[Start of PROVIDED DATA]

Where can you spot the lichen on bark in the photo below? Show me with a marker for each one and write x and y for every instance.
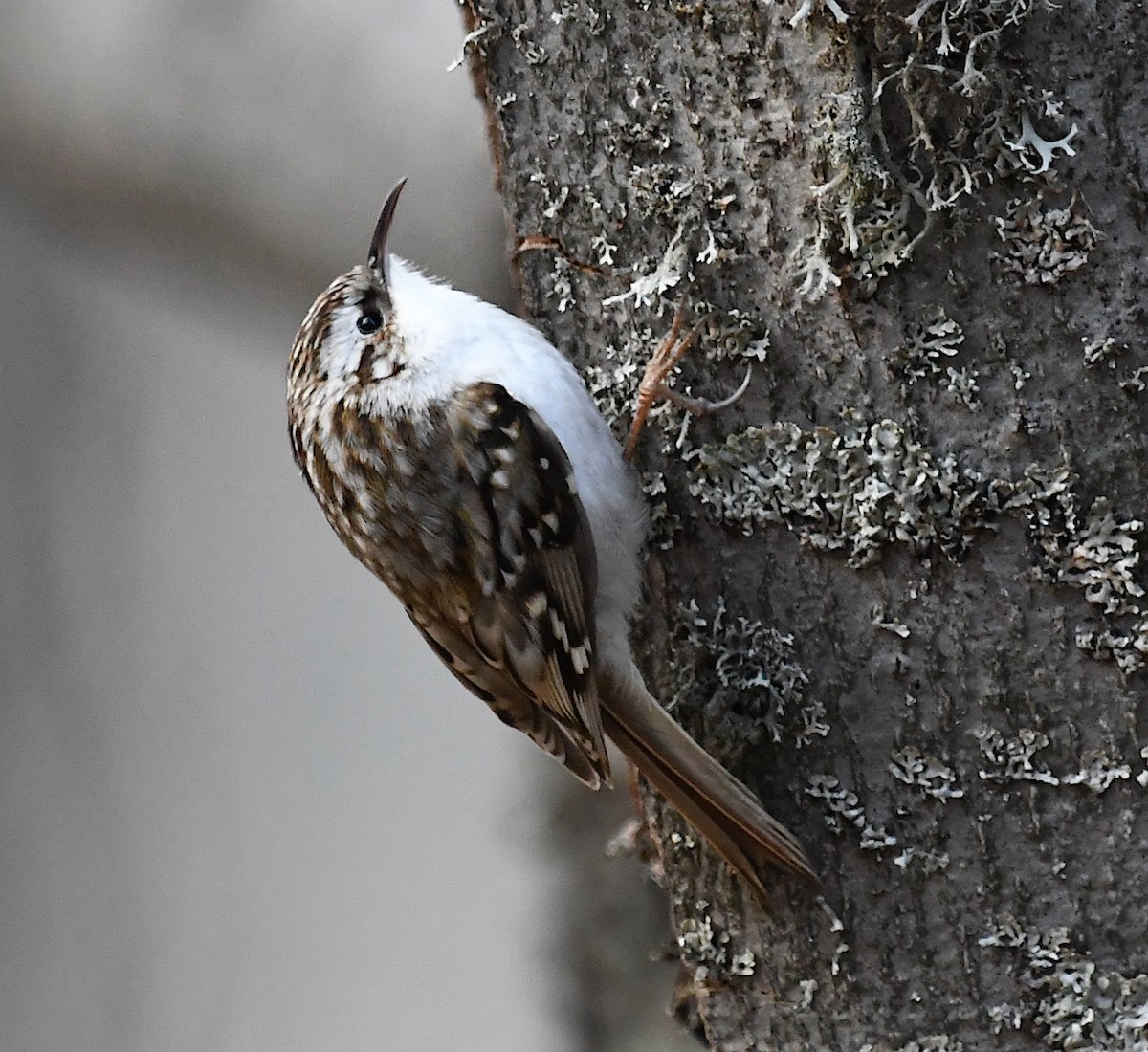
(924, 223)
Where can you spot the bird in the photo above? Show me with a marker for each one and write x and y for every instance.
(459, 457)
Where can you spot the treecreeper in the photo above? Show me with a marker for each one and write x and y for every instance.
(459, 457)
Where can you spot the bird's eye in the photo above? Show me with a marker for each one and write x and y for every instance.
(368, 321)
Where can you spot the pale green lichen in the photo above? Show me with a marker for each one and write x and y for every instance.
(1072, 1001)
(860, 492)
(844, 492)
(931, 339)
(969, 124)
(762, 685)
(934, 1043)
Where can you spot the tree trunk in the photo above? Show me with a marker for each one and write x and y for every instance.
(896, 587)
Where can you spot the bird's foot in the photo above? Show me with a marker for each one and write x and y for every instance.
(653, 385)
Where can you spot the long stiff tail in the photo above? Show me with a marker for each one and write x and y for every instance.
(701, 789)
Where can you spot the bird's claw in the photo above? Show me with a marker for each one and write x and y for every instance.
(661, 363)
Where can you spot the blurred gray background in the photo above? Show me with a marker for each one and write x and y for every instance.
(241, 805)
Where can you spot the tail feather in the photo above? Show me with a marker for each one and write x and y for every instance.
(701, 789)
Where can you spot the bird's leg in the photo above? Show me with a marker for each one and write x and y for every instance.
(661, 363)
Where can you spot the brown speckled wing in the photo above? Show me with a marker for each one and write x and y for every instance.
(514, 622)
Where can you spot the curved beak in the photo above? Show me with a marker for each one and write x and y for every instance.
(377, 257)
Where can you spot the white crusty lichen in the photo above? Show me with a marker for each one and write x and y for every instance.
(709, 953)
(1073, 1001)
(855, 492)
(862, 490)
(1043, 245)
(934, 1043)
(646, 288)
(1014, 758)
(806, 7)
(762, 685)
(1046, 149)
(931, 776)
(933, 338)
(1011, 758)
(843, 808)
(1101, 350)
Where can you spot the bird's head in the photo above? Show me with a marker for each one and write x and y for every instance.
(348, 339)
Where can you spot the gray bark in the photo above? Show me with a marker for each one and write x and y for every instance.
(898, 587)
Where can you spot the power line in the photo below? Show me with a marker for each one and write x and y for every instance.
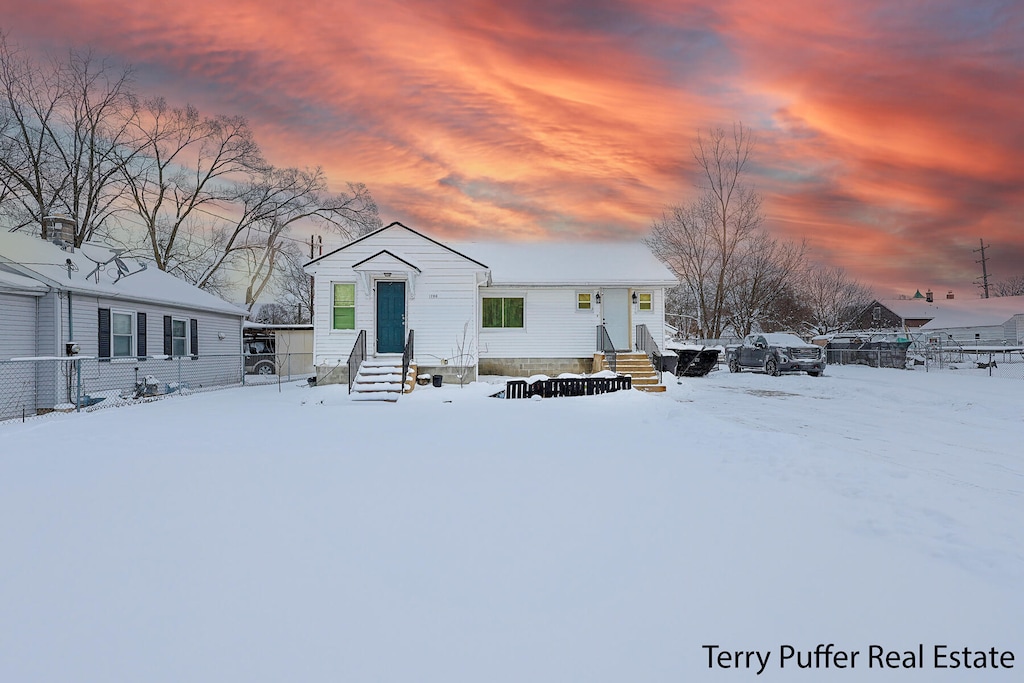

[End of PROVIDED DATA]

● **WRITTEN EXERCISE**
Output all of the entries verbatim, leaving out any images.

● **CORRECT ANSWER**
Where can you spot the lichen on bark in the photo below? Show me with a marker for each one and write x and y for every instance.
(924, 223)
Where can you spot the bird in the photo above? Show me with a marker for each one and write x and y for every instance.
(459, 457)
Where can you spot the treecreeper in the photo above? Show me with a marker for each one and write x and y for every instance.
(459, 457)
Where can you spot the bird's eye in the photo above? Show me with a marker for each one and write x and y for every instance.
(368, 321)
Where can you spot the pale green lichen in the photo above? Show me with a marker for each one and write x and y for every instance.
(1072, 1001)
(860, 492)
(844, 492)
(931, 339)
(969, 124)
(762, 685)
(934, 1043)
Where can you spot the tree trunk in the photo above? Show me with a marker for each one and write x and y for every instance.
(896, 587)
Where can you spot the bird's foot in the photo above? Show me with a marker for each one and write x and y for every instance.
(653, 385)
Where can you spot the long stiff tail in the photo above? Show me with a marker for each one and write x and y for every instance.
(701, 789)
Where can you spot the bird's claw in the photo above? Show me with a marker for each one and write x and y for every instance.
(661, 363)
Where can you spot the blurred gray background in the photo above? Show me with a marker for each one and write x and y for every instance.
(241, 805)
Where can you spot the tail feather in the photo above? Show me with a marker for each one and write x and y for every instance.
(701, 789)
Where can you spot the bird's leg in the photo above? Show me with a marker for each one and write x and y for every instance.
(661, 363)
Where can you spot the brown speckled wing in the photo above? Show me with a marker for each one and write x and y for every instance.
(514, 622)
Where can you spot the curved beak in the photo above? Show me with a marker for each one and write x and y for every instance.
(377, 257)
Where can you spot the white crusty lichen in the photo above? Show me with a marker for each one and write x and y for every instance.
(709, 953)
(1073, 1001)
(855, 492)
(862, 490)
(1043, 245)
(934, 1043)
(646, 288)
(1014, 758)
(806, 7)
(762, 685)
(1046, 149)
(931, 776)
(933, 338)
(1011, 758)
(843, 808)
(1101, 350)
Where can you spot the bird's head in the photo above? Show me with a marker for each one and write x and y for every instance.
(348, 339)
Where can you spot the gray bark in the photo above? Show me with a marker for each one and write x and y for every instance.
(898, 587)
Where can you spot the power line in the photo below? Show me with a marker for each one and write x and y for every instance.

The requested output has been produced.